(Source records)
☆ ☆ ☆ ☆ ☆
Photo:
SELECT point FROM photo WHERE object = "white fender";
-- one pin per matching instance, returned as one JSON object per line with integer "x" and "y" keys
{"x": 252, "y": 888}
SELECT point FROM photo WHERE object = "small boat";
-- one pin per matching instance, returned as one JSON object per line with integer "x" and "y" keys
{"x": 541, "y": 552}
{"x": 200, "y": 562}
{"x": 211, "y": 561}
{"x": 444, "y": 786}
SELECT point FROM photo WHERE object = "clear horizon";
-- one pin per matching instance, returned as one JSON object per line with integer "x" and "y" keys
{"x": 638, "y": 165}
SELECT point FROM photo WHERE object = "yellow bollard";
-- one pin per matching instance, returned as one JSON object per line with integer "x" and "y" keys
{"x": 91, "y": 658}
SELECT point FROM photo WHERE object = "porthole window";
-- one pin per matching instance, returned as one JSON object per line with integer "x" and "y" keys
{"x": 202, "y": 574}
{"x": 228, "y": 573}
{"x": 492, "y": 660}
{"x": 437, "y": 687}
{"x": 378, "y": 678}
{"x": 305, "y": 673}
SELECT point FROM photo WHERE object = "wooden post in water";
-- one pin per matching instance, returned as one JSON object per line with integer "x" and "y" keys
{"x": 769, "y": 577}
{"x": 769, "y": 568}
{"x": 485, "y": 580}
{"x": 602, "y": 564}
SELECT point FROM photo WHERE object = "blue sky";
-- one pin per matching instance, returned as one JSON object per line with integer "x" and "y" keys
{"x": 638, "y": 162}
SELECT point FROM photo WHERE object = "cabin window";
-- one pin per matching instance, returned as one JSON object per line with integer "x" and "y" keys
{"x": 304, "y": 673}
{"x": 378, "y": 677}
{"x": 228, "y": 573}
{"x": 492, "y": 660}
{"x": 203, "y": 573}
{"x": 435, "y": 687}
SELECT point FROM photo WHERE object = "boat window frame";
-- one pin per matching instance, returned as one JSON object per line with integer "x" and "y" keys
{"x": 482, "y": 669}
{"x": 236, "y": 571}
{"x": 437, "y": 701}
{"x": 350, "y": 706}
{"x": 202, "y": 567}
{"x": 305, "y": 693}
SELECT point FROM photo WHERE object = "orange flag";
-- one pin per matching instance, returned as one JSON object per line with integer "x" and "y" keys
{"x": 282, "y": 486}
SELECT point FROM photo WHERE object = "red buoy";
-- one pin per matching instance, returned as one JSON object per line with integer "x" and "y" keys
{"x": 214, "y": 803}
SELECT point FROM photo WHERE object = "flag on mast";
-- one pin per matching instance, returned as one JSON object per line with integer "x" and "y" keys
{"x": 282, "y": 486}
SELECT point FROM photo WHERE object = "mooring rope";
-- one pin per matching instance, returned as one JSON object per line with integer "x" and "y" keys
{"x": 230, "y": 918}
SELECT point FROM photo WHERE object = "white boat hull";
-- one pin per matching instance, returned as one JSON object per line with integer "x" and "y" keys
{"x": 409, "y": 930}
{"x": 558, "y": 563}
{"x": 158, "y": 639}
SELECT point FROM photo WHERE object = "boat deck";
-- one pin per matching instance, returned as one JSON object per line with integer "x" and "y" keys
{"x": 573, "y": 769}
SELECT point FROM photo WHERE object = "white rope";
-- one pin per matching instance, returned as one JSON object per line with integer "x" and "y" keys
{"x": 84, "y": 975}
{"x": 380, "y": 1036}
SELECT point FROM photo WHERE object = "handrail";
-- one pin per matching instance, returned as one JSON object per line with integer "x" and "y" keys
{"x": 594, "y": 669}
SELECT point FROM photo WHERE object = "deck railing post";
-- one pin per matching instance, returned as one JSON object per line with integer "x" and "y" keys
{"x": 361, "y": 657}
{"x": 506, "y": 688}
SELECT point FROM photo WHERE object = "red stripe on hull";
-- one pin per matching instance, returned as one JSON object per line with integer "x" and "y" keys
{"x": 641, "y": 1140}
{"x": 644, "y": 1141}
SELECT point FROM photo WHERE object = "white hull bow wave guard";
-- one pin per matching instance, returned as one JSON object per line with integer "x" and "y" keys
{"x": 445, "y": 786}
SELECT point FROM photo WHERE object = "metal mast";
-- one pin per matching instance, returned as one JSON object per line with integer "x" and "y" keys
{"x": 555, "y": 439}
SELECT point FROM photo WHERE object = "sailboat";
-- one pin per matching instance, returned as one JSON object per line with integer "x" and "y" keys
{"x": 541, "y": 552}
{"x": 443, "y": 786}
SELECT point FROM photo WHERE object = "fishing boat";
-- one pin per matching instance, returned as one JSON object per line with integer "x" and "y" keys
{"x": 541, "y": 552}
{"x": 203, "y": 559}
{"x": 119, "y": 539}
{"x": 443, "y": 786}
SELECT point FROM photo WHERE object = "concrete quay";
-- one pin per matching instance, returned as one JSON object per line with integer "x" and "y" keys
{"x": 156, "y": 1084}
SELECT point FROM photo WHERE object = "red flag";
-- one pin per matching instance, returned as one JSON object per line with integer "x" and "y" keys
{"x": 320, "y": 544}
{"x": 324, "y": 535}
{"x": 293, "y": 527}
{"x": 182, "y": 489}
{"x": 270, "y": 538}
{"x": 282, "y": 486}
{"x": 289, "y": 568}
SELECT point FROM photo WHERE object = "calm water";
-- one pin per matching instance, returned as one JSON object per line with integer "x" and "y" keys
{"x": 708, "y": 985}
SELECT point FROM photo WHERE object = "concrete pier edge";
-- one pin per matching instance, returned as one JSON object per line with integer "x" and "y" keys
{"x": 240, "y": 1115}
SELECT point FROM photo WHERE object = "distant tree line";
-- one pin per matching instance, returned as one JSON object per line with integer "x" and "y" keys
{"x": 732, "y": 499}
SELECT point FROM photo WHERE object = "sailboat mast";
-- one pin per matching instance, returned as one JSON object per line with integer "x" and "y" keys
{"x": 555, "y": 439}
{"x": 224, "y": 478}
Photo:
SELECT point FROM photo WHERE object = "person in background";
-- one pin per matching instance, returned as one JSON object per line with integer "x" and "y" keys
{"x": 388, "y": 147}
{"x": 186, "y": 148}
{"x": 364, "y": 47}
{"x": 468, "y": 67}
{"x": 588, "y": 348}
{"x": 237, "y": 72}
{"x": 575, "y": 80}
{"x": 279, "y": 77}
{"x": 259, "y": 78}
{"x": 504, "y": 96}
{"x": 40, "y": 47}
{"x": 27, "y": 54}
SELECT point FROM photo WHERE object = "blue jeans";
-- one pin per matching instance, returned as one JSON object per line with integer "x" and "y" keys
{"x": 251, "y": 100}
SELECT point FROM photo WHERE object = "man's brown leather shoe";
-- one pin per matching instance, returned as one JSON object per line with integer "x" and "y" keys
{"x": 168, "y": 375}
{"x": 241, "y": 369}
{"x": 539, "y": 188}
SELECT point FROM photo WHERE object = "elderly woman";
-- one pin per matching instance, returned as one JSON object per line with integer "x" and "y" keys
☆ ☆ ☆ ☆ ☆
▸ Written exercise
Retype the data exactly as given.

▸ Exercise solution
Photo:
SELECT point FROM photo WHERE object = "white fender";
-- one pin per matching instance, returned as one JSON object per line with integer "x" and "y" keys
{"x": 252, "y": 888}
SELECT point FROM photo WHERE object = "small boat";
-- one pin per matching instance, returned as one JSON object per line with integer "x" and "y" keys
{"x": 541, "y": 552}
{"x": 200, "y": 562}
{"x": 211, "y": 561}
{"x": 444, "y": 786}
SELECT point FROM photo WHERE object = "clear horizon";
-- one pin per matching instance, returned as one JSON object per line with integer "x" and "y" keys
{"x": 638, "y": 165}
SELECT point FROM photo WHERE object = "yellow bollard";
-- one pin per matching instance, returned as one JSON object per line with integer "x" and "y" keys
{"x": 91, "y": 658}
SELECT point FROM photo WHERE object = "porthole window";
-- one pin per matching instance, returned as one JSON object per line with integer "x" and "y" keys
{"x": 202, "y": 574}
{"x": 228, "y": 573}
{"x": 492, "y": 660}
{"x": 437, "y": 687}
{"x": 378, "y": 678}
{"x": 305, "y": 673}
SELECT point FROM photo WHERE object = "wooden post in water";
-- one pin per matching instance, returned as one JSON object per line with integer "x" and "y" keys
{"x": 769, "y": 577}
{"x": 769, "y": 568}
{"x": 485, "y": 580}
{"x": 602, "y": 564}
SELECT point FROM photo WHERE object = "blue sky";
-- one pin per matching instance, returned as one JSON object per line with integer "x" and "y" keys
{"x": 638, "y": 162}
SELECT point FROM photo WHERE object = "cabin window";
-- one pin per matching instance, returned as one JSON object per line with integer "x" and "y" keys
{"x": 304, "y": 673}
{"x": 378, "y": 677}
{"x": 228, "y": 573}
{"x": 492, "y": 660}
{"x": 203, "y": 573}
{"x": 435, "y": 687}
SELECT point FROM photo WHERE object = "boat window frame";
-- one pin per matching instance, returned as one JSON object per line with integer "x" and "y" keys
{"x": 482, "y": 669}
{"x": 236, "y": 571}
{"x": 437, "y": 701}
{"x": 350, "y": 706}
{"x": 202, "y": 567}
{"x": 305, "y": 693}
SELECT point FROM photo WHERE object = "orange flag";
-- one pin per matching instance, returned as one JSON object per line with integer "x" and "y" keys
{"x": 282, "y": 486}
SELECT point FROM photo WHERE object = "red buoy";
-- one pin per matching instance, returned as one JSON object per line with integer "x" and "y" keys
{"x": 214, "y": 803}
SELECT point FROM photo WHERE object = "flag on mast";
-- one pin per matching instance, returned as one JSON object per line with integer "x" and "y" keys
{"x": 282, "y": 486}
SELECT point FROM photo WHERE object = "mooring rope";
-- one pin per matching instance, returned as one JSON object per line with integer "x" and "y" keys
{"x": 230, "y": 918}
SELECT point FROM photo WHERE object = "white boat hull";
-- one pin per matching instance, returned as one JSON object per line with integer "x" and "y" keys
{"x": 409, "y": 930}
{"x": 558, "y": 563}
{"x": 158, "y": 639}
SELECT point FROM photo WHERE object = "boat deck";
-- one pin per matching instance, returned as one JSON object per line with integer "x" and "y" keys
{"x": 573, "y": 769}
SELECT point FROM photo WHERE object = "white rope";
-- one pin per matching instance, returned as one JSON object per line with integer "x" and "y" keys
{"x": 84, "y": 975}
{"x": 380, "y": 1036}
SELECT point FROM photo WHERE object = "handrail";
-- one pin per matching instance, returned as one JSON object per line with integer "x" and "y" keys
{"x": 594, "y": 669}
SELECT point FROM photo WHERE object = "deck railing post";
-- one pin per matching instance, returned as one JSON object per line with integer "x" and "y" keys
{"x": 361, "y": 657}
{"x": 506, "y": 688}
SELECT point FROM photo WHERE object = "red stripe on hull";
-- one pin per matching instance, returned as one JSON object per line with integer "x" and "y" keys
{"x": 641, "y": 1140}
{"x": 644, "y": 1141}
SELECT point FROM photo WHERE object = "white hull bow wave guard";
-- one pin per matching instance, returned as one JSON object per line with integer "x" and "y" keys
{"x": 445, "y": 786}
SELECT point FROM photo WHERE object = "metal mast";
-- one pin per matching instance, returned as one JSON object per line with integer "x" and "y" keys
{"x": 555, "y": 439}
SELECT point FROM photo WHERE object = "sailboat";
-- one pin per matching instance, returned as one JSON object per line with integer "x" and "y" keys
{"x": 541, "y": 552}
{"x": 443, "y": 786}
SELECT point FROM photo WHERE object = "fishing boat";
-- one pin per matching instance, returned as one JSON object per line with integer "x" and "y" keys
{"x": 541, "y": 552}
{"x": 203, "y": 559}
{"x": 119, "y": 539}
{"x": 443, "y": 786}
SELECT point FROM photo WHERE object = "concrete quay";
-- one pin per matching instance, returned as one JSON object per line with integer "x" and "y" keys
{"x": 156, "y": 1084}
SELECT point FROM photo WHERE object = "red flag";
-- one pin per matching instance, returned as one JSON object per line with integer "x" and "y" keys
{"x": 320, "y": 544}
{"x": 324, "y": 535}
{"x": 293, "y": 527}
{"x": 182, "y": 489}
{"x": 270, "y": 538}
{"x": 282, "y": 486}
{"x": 289, "y": 568}
SELECT point FROM photo WHERE object = "calm water";
-- one pin per matching instance, returned as one JSON object per line with integer "x" and "y" keys
{"x": 708, "y": 985}
SELECT point FROM photo WHERE object = "concrete pier edge";
-- one pin per matching instance, returned as one JSON object per line with integer "x" and "y" keys
{"x": 240, "y": 1115}
SELECT point FROM photo WHERE object = "distant tree line";
-- one pin per matching instance, returned as one JSON object per line with integer "x" and "y" keys
{"x": 732, "y": 499}
SELECT point FROM photo WHERE object = "sailboat mast";
-- one pin per matching instance, returned as one JSON object per line with integer "x" and "y" keys
{"x": 555, "y": 439}
{"x": 224, "y": 478}
Photo:
SELECT point FROM photo WHERE object = "person in background";
-- one pin per matching instance, returned as one JSON object per line with integer "x" and "y" keys
{"x": 388, "y": 147}
{"x": 186, "y": 148}
{"x": 364, "y": 47}
{"x": 468, "y": 67}
{"x": 588, "y": 348}
{"x": 237, "y": 72}
{"x": 575, "y": 80}
{"x": 279, "y": 77}
{"x": 259, "y": 78}
{"x": 504, "y": 96}
{"x": 40, "y": 47}
{"x": 27, "y": 54}
SELECT point FROM photo WHERE object = "blue jeans";
-- one pin per matching instance, returned as one JSON object per line with integer "x" and "y" keys
{"x": 251, "y": 100}
SELECT point FROM photo WHERE object = "man's brown leather shoe";
-- one pin per matching instance, returned as one JSON object per line with integer "x" and "y" keys
{"x": 168, "y": 375}
{"x": 241, "y": 369}
{"x": 539, "y": 188}
SELECT point FROM photo WHERE object = "elderly woman";
-- one pin per matching instance, returned as one JSON object per line with integer "x" and "y" keys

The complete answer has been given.